| SOURCE DATA |
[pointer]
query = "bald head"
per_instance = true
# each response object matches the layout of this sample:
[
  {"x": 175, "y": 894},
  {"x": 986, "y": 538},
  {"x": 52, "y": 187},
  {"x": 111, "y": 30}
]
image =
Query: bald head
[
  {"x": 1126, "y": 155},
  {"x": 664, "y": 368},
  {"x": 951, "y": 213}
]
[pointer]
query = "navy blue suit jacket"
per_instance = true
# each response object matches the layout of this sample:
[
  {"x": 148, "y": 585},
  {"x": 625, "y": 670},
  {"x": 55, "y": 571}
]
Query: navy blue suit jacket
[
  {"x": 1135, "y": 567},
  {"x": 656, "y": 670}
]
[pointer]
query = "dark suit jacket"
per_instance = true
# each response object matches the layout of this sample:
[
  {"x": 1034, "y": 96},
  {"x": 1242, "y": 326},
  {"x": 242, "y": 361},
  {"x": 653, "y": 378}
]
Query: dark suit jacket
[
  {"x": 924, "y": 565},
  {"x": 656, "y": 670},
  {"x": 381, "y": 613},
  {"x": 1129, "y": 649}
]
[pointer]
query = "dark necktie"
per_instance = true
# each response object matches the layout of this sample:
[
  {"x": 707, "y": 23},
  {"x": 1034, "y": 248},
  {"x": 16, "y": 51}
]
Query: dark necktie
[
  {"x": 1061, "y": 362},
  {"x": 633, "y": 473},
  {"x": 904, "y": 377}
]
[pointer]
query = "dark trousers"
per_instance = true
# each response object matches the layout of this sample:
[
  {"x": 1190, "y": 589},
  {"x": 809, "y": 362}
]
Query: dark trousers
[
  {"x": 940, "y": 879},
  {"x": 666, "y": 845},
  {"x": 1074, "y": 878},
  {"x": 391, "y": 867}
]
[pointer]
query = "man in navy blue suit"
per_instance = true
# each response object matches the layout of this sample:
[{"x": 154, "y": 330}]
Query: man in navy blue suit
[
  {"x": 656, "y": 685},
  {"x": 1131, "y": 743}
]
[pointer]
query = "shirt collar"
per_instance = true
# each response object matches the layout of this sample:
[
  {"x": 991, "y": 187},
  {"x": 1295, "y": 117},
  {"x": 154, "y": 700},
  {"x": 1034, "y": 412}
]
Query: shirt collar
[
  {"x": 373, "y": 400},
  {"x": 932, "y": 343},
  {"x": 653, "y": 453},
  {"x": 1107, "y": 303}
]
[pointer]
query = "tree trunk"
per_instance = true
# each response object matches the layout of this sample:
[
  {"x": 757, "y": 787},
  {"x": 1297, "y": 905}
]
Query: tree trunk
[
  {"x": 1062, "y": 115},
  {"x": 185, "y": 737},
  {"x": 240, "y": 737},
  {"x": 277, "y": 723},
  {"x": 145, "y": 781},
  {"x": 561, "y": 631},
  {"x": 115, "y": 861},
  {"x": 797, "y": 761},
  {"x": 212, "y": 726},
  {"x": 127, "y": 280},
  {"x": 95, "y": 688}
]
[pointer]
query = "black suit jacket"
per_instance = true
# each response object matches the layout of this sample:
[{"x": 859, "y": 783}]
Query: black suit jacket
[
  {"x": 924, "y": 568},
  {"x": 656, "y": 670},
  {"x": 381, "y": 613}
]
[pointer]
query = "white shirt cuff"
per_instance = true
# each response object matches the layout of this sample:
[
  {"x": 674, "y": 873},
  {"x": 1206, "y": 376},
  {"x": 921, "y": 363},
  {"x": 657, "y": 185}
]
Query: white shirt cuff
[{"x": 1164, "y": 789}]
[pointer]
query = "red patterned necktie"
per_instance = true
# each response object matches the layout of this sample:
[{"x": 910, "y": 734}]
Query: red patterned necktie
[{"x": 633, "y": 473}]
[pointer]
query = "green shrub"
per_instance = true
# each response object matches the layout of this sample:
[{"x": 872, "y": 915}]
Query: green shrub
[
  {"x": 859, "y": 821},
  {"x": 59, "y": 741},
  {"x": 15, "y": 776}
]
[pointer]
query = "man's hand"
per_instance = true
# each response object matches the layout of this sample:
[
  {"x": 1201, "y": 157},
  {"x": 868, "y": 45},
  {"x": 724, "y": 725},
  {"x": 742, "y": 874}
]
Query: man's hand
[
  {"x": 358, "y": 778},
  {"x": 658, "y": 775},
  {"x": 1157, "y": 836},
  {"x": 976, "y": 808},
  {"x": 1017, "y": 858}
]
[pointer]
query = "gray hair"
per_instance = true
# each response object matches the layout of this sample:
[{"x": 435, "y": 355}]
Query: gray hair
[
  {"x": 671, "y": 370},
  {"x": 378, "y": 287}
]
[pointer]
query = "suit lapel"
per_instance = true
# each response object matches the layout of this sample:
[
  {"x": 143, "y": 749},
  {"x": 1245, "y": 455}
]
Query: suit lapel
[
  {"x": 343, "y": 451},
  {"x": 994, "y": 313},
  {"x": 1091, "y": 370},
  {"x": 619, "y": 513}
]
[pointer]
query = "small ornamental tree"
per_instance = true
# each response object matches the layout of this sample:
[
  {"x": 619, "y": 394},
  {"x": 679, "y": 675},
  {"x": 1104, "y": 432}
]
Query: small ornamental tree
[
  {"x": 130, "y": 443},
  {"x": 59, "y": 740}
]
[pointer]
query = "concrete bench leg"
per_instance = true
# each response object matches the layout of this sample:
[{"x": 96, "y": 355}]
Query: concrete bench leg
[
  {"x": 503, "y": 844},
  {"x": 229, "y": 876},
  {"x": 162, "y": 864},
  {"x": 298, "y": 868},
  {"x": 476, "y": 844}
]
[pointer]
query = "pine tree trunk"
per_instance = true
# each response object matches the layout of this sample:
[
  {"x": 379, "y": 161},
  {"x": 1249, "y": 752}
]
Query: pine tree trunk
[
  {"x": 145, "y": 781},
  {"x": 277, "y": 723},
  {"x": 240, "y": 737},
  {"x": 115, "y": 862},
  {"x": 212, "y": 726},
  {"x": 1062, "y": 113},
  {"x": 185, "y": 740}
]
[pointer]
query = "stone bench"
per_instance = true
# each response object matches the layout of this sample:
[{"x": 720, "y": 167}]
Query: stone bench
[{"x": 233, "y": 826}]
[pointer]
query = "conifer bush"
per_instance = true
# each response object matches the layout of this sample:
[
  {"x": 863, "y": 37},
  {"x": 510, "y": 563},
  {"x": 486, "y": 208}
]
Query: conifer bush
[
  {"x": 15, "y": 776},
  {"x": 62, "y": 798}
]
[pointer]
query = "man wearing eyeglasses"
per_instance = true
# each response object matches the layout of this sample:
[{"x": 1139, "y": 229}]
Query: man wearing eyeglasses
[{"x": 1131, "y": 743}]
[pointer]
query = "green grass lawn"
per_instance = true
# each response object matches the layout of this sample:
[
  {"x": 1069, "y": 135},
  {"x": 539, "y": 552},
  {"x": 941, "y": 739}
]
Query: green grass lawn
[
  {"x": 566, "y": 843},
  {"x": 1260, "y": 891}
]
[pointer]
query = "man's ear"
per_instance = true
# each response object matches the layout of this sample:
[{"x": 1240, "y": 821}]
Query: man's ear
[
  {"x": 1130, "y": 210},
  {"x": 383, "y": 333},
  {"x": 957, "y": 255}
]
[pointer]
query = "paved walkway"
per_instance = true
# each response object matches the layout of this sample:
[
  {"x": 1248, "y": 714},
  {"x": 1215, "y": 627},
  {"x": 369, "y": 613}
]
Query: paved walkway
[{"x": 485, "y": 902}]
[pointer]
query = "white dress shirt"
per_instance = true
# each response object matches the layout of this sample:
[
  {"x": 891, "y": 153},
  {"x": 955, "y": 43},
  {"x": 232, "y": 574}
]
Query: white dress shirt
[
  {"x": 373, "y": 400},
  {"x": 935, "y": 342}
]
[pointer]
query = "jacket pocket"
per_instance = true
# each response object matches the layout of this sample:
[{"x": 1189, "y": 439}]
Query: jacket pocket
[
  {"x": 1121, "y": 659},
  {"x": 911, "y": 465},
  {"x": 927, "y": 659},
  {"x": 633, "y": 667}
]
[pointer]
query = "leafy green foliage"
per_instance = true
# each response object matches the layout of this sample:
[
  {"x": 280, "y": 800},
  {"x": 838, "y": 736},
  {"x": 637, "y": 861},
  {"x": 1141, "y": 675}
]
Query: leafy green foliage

| YOUR OBJECTIVE |
Look through the material above for "foliage" and copy the lines that have it.

| RESULT FOR THIS TASK |
query = "leafy green foliage"
Query: leafy green foliage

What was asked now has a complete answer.